==== Material for the task

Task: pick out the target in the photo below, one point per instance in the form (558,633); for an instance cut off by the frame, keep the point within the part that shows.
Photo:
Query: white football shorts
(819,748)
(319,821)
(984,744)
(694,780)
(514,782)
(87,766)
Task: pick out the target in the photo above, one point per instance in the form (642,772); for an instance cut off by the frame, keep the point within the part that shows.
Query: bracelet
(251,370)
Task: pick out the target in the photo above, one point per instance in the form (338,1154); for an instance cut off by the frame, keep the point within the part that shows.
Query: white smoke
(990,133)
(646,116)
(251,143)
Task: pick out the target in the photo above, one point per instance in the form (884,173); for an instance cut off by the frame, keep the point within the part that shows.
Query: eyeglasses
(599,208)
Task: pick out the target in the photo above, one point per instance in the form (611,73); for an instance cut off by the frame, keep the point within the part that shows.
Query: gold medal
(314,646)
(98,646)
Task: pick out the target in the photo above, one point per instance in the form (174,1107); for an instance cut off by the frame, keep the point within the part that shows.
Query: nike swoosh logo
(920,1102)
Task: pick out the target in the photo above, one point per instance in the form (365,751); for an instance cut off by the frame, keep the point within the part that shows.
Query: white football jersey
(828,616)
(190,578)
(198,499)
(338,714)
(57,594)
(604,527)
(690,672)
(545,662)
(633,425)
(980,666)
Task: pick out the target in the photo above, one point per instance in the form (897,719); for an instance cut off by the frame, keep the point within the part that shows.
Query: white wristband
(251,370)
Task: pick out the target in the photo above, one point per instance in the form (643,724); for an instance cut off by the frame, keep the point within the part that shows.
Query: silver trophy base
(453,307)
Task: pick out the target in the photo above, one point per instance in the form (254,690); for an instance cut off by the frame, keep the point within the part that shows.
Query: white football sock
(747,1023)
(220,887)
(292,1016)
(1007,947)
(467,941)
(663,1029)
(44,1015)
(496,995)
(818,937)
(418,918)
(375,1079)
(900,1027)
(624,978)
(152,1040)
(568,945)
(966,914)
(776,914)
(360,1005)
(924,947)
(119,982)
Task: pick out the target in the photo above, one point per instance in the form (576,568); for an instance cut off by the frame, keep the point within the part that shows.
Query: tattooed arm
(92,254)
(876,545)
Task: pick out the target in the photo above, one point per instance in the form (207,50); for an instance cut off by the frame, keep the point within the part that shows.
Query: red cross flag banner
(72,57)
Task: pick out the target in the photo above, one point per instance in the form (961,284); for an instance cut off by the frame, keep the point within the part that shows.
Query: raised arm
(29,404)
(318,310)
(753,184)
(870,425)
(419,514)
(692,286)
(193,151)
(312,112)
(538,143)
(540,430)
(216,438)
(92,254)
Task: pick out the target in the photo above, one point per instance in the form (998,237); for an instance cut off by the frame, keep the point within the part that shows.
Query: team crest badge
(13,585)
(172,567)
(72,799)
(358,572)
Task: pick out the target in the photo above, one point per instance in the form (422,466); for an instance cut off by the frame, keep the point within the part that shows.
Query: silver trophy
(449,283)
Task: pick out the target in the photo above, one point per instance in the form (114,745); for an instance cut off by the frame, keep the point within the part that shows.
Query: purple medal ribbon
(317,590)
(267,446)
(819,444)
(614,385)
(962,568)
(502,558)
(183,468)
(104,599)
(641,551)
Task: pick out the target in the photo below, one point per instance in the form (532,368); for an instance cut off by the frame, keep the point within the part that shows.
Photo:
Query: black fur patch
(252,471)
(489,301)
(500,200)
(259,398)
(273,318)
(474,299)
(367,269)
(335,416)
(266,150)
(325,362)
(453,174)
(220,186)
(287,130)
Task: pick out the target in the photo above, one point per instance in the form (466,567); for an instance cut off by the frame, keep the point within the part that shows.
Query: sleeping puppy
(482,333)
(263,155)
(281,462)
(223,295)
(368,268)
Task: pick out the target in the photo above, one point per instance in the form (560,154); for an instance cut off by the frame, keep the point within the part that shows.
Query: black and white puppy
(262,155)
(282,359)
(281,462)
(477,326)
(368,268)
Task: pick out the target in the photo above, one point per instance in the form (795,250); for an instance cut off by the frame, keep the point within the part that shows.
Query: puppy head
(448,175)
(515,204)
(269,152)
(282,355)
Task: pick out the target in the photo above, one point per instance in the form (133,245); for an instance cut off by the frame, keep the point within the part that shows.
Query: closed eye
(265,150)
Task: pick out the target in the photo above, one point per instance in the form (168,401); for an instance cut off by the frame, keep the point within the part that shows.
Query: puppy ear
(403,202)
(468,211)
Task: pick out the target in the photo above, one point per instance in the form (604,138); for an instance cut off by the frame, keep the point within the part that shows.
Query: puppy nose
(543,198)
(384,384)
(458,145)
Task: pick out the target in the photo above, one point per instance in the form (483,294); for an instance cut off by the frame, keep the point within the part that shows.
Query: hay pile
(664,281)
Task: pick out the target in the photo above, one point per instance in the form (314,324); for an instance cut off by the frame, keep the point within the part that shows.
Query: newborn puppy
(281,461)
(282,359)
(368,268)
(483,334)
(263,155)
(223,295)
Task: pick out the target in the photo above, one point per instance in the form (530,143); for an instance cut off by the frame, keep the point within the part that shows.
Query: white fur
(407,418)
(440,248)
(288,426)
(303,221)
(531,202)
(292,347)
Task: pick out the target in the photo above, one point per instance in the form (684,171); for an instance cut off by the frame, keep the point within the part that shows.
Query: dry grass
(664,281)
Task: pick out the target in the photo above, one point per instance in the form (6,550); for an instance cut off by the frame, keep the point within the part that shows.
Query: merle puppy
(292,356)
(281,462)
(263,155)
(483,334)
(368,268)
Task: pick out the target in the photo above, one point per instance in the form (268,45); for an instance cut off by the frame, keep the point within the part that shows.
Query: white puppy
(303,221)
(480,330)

========

* [Short exercise]
Write out all the entries exactly.

* [Solution to this exercise]
Task: pick out the target in the photo below, one point per instance in the form (558,633); for an instance cut off by the frame, keep the point within the part that shows.
Photo:
Query: white football shorts
(819,748)
(319,821)
(984,744)
(694,780)
(514,782)
(87,766)
Task: pick out the target in the photo above, one point per instance in the form (642,772); for an instance cut off by the frame, keep the point within the part that shows.
Query: bracelet
(251,370)
Task: pick out the target in the photo above, one point per instance in the form (338,1154); for an instance cut off by the frame, keep the point within the part that shows.
Query: white smoke
(990,133)
(646,116)
(251,143)
Task: pick out the target in the photo above, one point per instance in the form (884,173); for an instance cut off by the frame, keep the point within the part that shows.
Query: eyeglasses
(599,208)
Task: pick out the target in the photo above, one point per instance in the form (611,73); for an instance cut off by the frame, keep the point within the part that shows.
Query: gold medal
(314,646)
(98,646)
Task: pick out the target in the photo above, one point per instance in the form (174,1107); for an instance cut off by the frame, keep the point within the part that shows.
Query: nike swoosh logo
(920,1102)
Task: pick out the target in the photo above, one point per instance in the form (365,751); for an instance cut off by the frame, keep the point within the part that shows.
Query: white football jersey
(828,616)
(190,578)
(198,499)
(338,714)
(57,594)
(604,527)
(690,672)
(545,662)
(633,425)
(980,666)
Task: pick out the target in the photo above, one point per instance in the form (897,719); for an instance cut off by the frame, keep the point within the part that shows.
Query: white wristband
(251,370)
Task: pick out the target in the photo above, one point per instance in the form (643,724); for an instance cut off by the frame, keep the point within the part that shows.
Query: silver trophy base
(453,307)
Task: pick out the target in the photo above, one point per instance in the form (254,690); for an instance cut off by the frame, keep the point within the part that shows.
Query: white football sock
(747,1023)
(220,887)
(292,1016)
(1007,947)
(467,941)
(663,1029)
(44,1015)
(496,995)
(818,937)
(418,918)
(375,1079)
(900,1027)
(624,978)
(152,1040)
(568,945)
(966,914)
(776,914)
(360,1005)
(924,947)
(119,982)
Task: pick out the target in the photo above, one point per instance in the form (576,568); for an instance cut off by the frame, keep the point within the part that shows.
Query: tattooed arm
(92,254)
(876,545)
Task: pick out the target in the photo above, one point per instance in the form (207,50); for an instance cut off by the frame, keep the point within the part that shows.
Query: red cross flag banner
(72,57)
Task: pick out the target in the photo above, one point per instance in the form (961,284); for an instance cut off by the frame, keep the point within the part that shows.
Query: raised arm
(29,404)
(318,310)
(753,184)
(870,425)
(419,514)
(692,286)
(193,151)
(312,112)
(538,143)
(540,430)
(216,438)
(92,254)
Task: pick out the target in the photo above, one point per instance in the form (998,237); for an instance cut off by the frame, keep the point within the part that shows.
Query: team crest badge
(13,585)
(172,567)
(72,799)
(358,572)
Task: pick out the target in the photo above, one point per instance in the form (422,466); for an instance cut off by the frame, keep the point within the part that shows.
Query: silver trophy
(449,283)
Task: pick out the target in the photo above, one point per instance in the form (114,745); for an instance cut off by the frame, keep the point within the part that shows.
Query: purple medal ribbon
(317,590)
(267,446)
(819,444)
(614,385)
(962,568)
(502,558)
(183,468)
(104,599)
(641,551)
Task: pick out the target in the photo below, one point per instance in the form (532,368); for an instance cut off by the frame, keep the point within the part that shows.
Photo:
Query: black fur patch
(252,471)
(489,301)
(500,200)
(259,398)
(273,318)
(474,299)
(367,269)
(335,416)
(266,150)
(325,362)
(453,174)
(220,186)
(287,130)
Task: pick out the target in the photo above, one point per instance in the form (466,567); for an instance cut off by the frame, keep the point within the part that shows.
Query: sleeping puppy
(482,333)
(263,155)
(281,462)
(223,295)
(368,268)
Task: pick out the target in the photo above, one point per instance in the form (560,154); for an instance cut off by the frame, keep the point within the part that shows.
Query: black and white puppy
(262,155)
(282,359)
(281,462)
(477,326)
(368,268)
Task: pick out the target in the photo above, one point per instance in the form (795,250); for an instance cut off by the frame, keep the point within the part that shows.
Query: puppy head
(448,175)
(515,204)
(269,152)
(282,355)
Task: pick out the target in the photo above, one point per instance in the form (133,245); for an instance cut off by the frame, keep the point within the part that shows.
Query: closed eye
(265,150)
Task: pick out the target in the photo above, one point per instance in the form (168,401); for an instance cut off by the frame, keep the point within the part that shows.
Query: puppy ear
(403,202)
(468,211)
Task: pick out the target in the photo above, one point per instance in the form (604,138); for an instance cut off by the frame, keep the point within the part that shows.
Query: puppy nose
(543,198)
(384,384)
(458,145)
Task: pick out the target in the photo above, one point per instance in the form (483,294); for an instance cut off by the frame, keep the point within the part that shows.
Query: hay pile
(664,281)
Task: pick out the target in the photo above, one point per instance in the form (314,324); for an instance cut off by the frame, keep the point within the part that shows.
Query: newborn puppy
(281,461)
(282,359)
(368,268)
(483,334)
(263,155)
(223,295)
Task: pick out the target in the photo above, one point per instance in the form (530,143); for an instance cut off by the frame, keep the point within the part that shows.
Query: white fur
(407,418)
(440,248)
(288,426)
(303,221)
(531,202)
(292,347)
Task: pick out the target in the photo above, one point per instance in the form (684,171); for an instance cut off by the frame, keep the point within the part that shows.
Query: dry grass
(664,281)
Task: pick out the target in the photo above, one point per instance in the form (6,550); for an instance cut off by the frame, keep the point within the part that shows.
Query: merle puppy
(292,356)
(281,462)
(263,155)
(483,334)
(368,268)
Task: pick out the target in the photo above, one point per instance in the form (268,45); for an instance cut off by the frame, keep the point within the part that shows.
Query: white puppy
(303,221)
(480,330)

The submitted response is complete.